> **EXERCISE DETAILS**:
Count the lines below that contain the string "broom", treating uppercase and lowercase as different, and give only the number.
══════════════════════════════
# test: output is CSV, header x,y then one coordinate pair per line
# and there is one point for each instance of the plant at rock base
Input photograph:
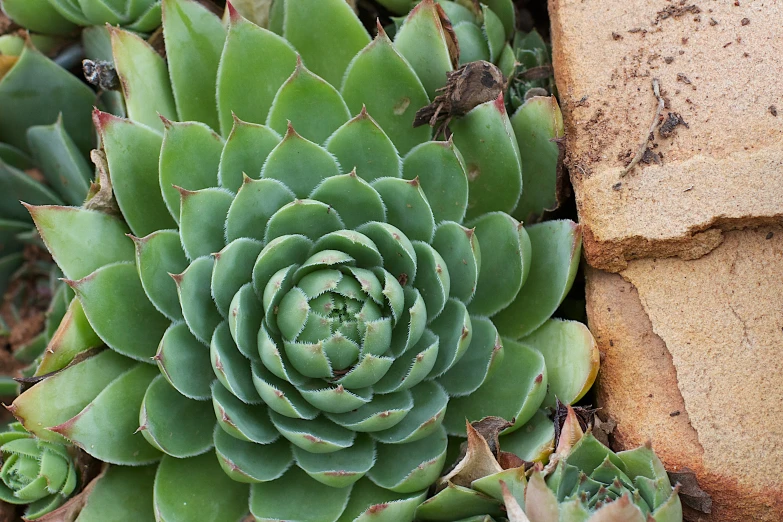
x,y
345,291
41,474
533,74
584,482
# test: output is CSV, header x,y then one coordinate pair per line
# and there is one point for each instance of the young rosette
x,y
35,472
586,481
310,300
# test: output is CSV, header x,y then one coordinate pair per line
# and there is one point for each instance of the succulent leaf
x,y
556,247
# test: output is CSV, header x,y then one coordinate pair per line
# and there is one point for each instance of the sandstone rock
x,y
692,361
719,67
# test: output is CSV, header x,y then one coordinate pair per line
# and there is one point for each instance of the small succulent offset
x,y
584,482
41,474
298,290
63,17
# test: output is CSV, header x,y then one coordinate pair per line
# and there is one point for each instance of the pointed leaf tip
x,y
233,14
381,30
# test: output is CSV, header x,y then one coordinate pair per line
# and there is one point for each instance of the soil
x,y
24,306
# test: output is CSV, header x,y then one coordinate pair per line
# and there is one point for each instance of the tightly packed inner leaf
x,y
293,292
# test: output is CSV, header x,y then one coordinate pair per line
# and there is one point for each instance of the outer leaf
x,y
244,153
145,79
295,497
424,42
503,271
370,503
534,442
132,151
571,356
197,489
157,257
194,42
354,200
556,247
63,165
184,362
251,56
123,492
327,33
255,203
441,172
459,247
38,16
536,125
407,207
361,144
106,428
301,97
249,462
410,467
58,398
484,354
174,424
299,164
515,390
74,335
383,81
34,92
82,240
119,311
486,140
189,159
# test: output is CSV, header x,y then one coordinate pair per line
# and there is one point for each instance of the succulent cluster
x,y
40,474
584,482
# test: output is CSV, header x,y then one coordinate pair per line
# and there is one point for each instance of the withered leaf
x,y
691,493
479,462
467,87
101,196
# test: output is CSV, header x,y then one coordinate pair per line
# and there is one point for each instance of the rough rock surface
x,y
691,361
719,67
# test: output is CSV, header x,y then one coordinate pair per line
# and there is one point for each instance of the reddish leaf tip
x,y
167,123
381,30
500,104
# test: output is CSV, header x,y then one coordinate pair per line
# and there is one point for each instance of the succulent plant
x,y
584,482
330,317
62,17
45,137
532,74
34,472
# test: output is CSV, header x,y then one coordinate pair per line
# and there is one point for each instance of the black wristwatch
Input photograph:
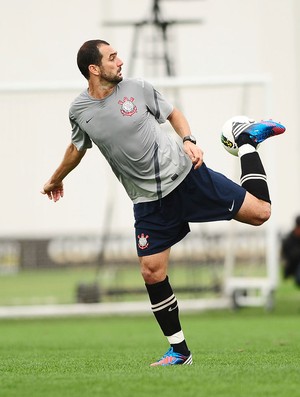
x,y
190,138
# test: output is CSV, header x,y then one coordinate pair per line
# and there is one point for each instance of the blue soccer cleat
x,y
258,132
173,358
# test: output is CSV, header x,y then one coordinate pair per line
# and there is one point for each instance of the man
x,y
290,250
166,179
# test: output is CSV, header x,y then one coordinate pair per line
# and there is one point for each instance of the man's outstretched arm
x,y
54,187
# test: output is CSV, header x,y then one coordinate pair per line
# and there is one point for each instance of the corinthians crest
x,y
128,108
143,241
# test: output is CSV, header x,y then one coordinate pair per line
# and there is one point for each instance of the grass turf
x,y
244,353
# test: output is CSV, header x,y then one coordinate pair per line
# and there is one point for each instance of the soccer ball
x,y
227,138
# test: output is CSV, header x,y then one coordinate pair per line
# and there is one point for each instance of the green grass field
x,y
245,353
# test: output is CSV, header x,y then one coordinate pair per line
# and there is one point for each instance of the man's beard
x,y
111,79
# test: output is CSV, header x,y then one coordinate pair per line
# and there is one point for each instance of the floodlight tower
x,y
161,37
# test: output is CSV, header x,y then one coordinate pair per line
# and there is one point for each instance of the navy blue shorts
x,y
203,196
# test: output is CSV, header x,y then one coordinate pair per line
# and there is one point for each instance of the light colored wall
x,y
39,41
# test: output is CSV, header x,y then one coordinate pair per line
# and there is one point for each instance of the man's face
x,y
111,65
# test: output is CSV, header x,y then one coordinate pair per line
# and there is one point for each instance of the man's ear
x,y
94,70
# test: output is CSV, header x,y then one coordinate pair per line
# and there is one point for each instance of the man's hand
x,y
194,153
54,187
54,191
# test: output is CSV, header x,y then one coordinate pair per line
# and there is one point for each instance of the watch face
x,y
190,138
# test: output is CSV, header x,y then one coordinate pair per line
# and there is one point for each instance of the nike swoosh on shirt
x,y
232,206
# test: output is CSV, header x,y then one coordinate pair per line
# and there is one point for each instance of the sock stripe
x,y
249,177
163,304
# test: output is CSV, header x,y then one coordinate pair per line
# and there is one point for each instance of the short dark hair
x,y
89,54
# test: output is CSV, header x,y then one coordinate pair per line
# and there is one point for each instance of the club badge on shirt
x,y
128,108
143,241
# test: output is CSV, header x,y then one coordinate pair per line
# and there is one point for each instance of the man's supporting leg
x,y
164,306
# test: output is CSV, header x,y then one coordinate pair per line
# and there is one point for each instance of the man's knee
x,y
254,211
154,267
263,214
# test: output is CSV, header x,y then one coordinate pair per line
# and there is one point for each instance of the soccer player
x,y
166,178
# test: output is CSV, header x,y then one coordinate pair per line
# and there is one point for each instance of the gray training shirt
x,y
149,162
══════════════════════════════
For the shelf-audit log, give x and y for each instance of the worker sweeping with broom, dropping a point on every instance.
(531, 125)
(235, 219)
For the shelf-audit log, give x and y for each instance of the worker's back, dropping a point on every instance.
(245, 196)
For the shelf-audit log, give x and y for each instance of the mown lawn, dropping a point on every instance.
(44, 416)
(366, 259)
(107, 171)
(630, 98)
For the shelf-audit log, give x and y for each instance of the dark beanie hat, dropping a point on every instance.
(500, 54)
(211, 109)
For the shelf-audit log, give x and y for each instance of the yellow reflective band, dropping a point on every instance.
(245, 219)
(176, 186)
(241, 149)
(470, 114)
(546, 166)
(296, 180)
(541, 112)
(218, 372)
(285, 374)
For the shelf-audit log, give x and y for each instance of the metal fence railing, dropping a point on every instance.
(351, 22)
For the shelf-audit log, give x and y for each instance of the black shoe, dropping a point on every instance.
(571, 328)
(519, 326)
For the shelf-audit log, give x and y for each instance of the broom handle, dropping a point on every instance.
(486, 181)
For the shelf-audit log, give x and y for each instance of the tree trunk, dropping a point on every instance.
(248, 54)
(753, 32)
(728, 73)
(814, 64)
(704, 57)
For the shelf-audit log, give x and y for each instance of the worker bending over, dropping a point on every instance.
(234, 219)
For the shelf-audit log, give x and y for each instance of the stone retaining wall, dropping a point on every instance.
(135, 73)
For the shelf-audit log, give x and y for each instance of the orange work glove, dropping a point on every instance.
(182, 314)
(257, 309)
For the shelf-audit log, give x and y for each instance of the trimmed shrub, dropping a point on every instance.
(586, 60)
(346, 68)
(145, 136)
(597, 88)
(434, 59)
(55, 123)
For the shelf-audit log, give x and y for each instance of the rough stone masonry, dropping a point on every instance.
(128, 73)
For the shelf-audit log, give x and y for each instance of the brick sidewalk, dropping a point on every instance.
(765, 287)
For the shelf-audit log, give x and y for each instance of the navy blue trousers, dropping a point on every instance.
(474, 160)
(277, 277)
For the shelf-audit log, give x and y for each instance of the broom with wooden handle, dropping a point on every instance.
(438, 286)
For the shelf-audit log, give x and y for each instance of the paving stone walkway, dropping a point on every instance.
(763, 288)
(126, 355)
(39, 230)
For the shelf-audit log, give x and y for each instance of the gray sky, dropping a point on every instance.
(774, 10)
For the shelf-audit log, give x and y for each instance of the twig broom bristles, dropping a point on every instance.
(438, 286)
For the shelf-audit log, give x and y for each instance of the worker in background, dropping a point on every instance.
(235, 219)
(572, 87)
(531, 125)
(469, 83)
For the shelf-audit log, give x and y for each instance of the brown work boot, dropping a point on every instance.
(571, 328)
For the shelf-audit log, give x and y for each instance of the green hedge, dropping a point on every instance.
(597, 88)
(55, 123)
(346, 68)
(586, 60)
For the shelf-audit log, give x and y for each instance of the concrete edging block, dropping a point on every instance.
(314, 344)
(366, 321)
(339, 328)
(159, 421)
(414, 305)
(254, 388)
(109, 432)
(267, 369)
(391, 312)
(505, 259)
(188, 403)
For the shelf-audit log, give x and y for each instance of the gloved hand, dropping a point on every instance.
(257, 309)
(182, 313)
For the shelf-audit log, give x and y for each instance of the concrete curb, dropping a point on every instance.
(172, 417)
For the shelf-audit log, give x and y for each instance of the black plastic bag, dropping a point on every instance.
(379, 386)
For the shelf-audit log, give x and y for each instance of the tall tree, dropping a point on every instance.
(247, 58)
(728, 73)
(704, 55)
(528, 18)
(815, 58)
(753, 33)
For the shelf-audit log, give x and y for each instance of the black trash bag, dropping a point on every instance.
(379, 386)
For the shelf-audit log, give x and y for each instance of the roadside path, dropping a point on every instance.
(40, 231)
══════════════════════════════
> **THE RESULT**:
4